■ Aufgabendetails:
Benenne „brass drop handle“ in „brass pull handle“ um und gib dazu die Daten erneut aus, beginnend mit der Zeile, die „You are given a photograph. For the white auction“ enthält, und endend nach der Zeile, die „(585, 1186)“ enthält. Alles andere bleibt unverändert.

■ Extrahiertes Material:
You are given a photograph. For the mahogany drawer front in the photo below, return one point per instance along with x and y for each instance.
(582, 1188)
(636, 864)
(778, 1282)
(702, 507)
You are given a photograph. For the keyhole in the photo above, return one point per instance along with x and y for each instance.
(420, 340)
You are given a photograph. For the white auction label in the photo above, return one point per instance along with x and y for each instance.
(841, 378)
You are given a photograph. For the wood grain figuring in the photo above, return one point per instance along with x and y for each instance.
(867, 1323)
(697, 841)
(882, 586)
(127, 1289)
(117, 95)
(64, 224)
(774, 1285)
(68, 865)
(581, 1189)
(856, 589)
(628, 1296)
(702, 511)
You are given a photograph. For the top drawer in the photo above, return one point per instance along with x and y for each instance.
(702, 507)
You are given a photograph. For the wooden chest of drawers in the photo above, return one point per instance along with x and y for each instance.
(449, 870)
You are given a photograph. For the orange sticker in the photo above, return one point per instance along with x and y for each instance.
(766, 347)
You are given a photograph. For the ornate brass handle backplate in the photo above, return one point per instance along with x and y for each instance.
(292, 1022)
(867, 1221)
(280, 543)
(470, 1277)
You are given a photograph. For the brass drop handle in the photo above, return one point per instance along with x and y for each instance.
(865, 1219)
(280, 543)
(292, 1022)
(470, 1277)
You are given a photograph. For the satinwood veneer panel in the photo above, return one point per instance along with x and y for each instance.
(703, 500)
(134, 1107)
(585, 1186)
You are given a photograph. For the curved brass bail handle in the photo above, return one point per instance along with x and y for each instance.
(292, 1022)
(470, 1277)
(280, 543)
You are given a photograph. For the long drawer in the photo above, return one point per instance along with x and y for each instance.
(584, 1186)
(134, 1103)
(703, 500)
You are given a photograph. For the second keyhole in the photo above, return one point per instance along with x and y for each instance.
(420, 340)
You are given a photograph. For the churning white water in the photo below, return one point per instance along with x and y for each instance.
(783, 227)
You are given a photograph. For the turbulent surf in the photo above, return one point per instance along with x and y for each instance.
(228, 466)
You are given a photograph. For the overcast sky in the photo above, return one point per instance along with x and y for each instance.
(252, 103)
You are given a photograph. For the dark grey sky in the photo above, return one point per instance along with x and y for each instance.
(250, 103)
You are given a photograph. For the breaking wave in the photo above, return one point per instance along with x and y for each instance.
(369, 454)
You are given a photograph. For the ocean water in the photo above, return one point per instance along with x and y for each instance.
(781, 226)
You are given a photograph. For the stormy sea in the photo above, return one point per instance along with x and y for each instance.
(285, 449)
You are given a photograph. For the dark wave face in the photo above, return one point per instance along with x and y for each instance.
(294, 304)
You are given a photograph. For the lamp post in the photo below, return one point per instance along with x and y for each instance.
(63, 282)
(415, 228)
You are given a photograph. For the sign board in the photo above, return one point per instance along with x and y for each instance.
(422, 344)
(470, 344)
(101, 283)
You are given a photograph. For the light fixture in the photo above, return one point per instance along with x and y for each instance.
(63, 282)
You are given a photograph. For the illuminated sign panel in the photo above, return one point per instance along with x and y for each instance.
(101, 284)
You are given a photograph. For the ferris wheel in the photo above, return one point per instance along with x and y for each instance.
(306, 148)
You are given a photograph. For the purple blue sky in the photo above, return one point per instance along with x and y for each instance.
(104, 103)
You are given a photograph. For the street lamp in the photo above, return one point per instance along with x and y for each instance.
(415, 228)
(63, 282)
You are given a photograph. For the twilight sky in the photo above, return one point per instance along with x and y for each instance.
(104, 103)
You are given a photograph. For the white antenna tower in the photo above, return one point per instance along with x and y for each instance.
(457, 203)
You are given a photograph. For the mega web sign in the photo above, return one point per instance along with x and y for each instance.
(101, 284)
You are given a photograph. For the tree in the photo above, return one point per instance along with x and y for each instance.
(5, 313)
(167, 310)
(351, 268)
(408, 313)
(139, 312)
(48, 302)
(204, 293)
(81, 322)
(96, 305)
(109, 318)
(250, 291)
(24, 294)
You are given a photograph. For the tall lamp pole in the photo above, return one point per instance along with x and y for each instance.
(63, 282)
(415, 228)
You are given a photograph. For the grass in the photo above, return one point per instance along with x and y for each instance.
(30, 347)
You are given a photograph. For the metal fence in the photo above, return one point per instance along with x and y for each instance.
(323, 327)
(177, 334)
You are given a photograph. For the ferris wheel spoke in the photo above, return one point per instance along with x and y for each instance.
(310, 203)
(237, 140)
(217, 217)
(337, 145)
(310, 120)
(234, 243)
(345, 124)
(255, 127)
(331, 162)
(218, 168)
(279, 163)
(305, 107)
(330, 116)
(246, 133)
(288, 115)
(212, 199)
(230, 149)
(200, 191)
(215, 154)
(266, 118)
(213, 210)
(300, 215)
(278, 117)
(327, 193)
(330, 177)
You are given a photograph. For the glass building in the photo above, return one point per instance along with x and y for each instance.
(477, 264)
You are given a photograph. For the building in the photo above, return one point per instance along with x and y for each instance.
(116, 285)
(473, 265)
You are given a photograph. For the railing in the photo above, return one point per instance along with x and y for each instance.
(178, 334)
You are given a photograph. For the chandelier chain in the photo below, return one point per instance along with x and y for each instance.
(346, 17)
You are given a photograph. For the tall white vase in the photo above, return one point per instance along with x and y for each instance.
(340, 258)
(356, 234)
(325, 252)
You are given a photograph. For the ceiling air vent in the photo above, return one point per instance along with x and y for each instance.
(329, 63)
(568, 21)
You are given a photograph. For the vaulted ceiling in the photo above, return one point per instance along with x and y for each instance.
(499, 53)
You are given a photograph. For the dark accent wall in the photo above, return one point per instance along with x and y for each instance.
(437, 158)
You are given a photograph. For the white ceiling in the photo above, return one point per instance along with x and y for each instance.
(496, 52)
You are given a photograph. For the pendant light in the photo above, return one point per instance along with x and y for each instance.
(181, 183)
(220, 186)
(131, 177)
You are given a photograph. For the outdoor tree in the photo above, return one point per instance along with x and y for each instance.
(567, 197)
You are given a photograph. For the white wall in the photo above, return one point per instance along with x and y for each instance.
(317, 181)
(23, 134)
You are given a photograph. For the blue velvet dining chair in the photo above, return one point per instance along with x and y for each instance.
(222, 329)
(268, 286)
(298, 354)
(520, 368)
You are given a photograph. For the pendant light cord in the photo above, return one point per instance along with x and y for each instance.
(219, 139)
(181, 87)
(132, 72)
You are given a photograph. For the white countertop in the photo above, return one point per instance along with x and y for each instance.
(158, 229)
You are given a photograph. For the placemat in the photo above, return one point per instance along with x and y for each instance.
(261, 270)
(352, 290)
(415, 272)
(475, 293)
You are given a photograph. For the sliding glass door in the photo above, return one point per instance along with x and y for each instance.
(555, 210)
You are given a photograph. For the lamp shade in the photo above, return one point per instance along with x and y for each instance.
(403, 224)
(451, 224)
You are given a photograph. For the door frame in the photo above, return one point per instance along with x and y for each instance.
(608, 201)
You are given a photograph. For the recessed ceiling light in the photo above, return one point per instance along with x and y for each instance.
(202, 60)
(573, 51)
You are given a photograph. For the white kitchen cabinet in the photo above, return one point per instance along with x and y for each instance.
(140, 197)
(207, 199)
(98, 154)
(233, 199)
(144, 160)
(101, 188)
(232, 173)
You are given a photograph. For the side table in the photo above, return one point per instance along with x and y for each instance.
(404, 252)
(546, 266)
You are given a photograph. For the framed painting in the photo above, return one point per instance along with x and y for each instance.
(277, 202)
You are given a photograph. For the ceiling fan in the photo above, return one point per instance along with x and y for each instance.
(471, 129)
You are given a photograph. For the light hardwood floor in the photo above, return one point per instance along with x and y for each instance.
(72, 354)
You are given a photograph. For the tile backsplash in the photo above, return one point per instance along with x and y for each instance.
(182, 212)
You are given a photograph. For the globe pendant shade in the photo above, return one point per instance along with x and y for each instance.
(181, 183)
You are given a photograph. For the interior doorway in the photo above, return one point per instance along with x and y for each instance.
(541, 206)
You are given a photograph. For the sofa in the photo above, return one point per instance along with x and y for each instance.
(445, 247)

■ Ergebnis:
You are given a photograph. For the white auction label in the photo above, return one point per instance along with x and y for each instance.
(841, 378)
You are given a photograph. For the wood grain figuring in the photo above, return one point per instance along with x and y for each instance.
(867, 1323)
(697, 841)
(882, 586)
(127, 1289)
(117, 95)
(64, 224)
(774, 1285)
(68, 865)
(581, 1189)
(856, 589)
(628, 1296)
(702, 511)
You are given a photograph. For the top drawer in the photo above, return one point per instance along with x and y for each instance.
(702, 507)
You are given a photograph. For the wooden chest of drawers in the photo above, return one point per instance along with x and y for each instance.
(449, 870)
You are given a photograph. For the orange sticker in the photo above, return one point per instance along with x and y for each instance.
(766, 347)
You are given a photograph. For the ornate brass handle backplate in the photo above, return one point per instance along with x and y for each instance.
(292, 1022)
(867, 1221)
(280, 543)
(470, 1277)
You are given a photograph. For the brass pull handle in the photo above, return one point per instance along with x and y for each instance.
(865, 1219)
(280, 543)
(292, 1022)
(470, 1277)
You are given a photograph. For the satinwood veneer panel in the photo above, return one point per instance along with x and y for each instance.
(703, 500)
(134, 1107)
(585, 1186)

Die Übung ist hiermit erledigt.